◆ **Required action**: Copy each line below in which the word "candle" occurs.

++++++++++

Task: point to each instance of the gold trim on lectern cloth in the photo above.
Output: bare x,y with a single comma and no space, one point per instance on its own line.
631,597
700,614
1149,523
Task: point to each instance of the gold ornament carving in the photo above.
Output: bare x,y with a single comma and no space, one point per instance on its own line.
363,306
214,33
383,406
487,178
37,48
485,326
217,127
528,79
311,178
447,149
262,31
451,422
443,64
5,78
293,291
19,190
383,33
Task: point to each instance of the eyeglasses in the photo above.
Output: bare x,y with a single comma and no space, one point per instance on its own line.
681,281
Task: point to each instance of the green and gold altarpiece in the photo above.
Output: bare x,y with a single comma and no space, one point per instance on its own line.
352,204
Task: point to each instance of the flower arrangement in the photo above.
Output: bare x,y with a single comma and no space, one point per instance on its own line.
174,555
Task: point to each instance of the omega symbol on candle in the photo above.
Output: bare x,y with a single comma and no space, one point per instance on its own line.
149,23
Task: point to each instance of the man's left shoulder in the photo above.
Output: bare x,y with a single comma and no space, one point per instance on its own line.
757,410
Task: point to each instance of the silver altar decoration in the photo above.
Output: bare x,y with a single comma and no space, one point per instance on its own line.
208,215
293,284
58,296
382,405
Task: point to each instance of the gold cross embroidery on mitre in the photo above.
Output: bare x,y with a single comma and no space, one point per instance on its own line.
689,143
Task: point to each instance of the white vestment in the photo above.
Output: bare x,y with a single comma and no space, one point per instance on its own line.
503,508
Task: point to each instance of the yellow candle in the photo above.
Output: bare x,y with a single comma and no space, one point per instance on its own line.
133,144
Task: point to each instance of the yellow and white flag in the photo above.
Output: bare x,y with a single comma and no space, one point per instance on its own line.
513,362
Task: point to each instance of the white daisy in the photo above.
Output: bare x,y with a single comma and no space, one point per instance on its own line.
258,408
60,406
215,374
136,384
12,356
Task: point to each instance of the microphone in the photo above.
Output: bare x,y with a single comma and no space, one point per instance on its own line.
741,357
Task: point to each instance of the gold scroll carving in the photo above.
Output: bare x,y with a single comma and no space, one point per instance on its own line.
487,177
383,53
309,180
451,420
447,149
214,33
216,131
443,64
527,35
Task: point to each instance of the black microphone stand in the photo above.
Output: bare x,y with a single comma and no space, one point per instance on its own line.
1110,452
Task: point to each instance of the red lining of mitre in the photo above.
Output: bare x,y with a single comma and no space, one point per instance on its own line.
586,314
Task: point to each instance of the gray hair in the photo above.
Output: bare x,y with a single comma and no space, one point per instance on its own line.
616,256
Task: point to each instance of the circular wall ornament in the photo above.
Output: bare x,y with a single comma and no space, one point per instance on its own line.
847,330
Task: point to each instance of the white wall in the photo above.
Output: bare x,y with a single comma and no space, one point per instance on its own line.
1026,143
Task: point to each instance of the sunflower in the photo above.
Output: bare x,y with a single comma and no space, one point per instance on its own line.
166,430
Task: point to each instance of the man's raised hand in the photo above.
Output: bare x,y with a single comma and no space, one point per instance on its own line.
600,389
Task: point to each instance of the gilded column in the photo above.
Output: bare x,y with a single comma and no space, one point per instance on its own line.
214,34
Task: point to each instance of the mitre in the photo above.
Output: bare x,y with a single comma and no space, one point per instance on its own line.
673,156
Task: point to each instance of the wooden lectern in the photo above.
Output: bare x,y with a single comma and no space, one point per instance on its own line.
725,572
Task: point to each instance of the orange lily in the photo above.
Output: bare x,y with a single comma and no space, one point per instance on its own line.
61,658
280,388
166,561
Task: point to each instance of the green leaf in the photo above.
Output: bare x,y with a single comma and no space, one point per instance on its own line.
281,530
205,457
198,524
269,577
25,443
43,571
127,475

++++++++++

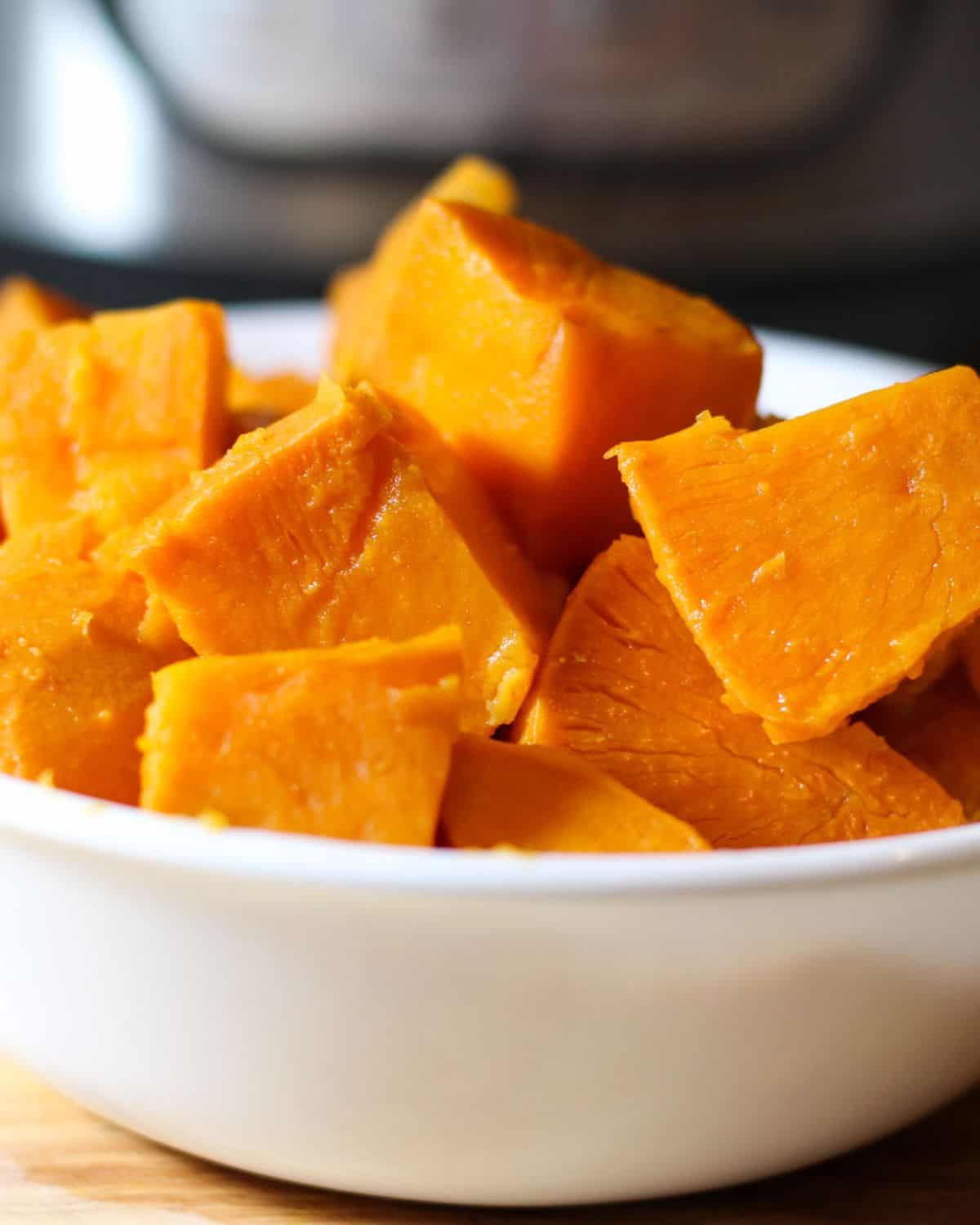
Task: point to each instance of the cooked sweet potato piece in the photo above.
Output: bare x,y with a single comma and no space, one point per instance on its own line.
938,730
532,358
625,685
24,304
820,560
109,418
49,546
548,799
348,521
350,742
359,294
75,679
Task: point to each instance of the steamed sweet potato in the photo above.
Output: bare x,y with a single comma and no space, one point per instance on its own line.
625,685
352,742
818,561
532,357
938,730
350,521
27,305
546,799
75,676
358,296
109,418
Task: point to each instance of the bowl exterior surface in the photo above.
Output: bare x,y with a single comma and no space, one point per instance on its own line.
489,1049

++++++++++

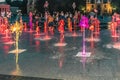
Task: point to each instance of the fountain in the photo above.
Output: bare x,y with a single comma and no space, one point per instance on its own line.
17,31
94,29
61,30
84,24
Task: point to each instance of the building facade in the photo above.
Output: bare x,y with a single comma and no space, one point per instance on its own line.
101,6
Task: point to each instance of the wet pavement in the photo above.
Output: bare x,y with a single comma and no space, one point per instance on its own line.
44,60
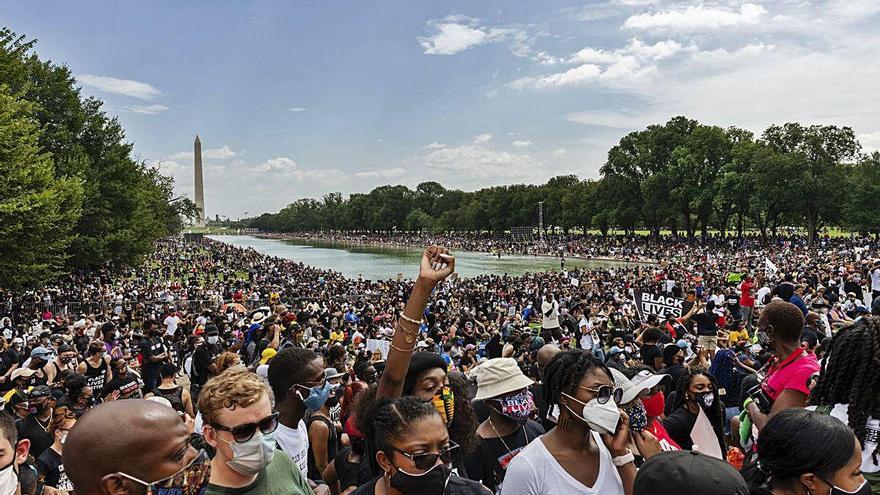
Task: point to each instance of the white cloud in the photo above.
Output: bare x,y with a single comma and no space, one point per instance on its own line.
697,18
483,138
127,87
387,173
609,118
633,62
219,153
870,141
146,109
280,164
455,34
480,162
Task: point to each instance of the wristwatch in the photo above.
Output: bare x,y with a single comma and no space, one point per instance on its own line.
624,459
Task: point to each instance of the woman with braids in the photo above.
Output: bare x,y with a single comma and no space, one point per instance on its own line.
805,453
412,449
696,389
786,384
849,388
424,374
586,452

++++++++++

◆ **Task response**:
Task: point to each instance of the omega symbol on candle in the photo above.
Task: point to each instance of the yellow candle in the photo above.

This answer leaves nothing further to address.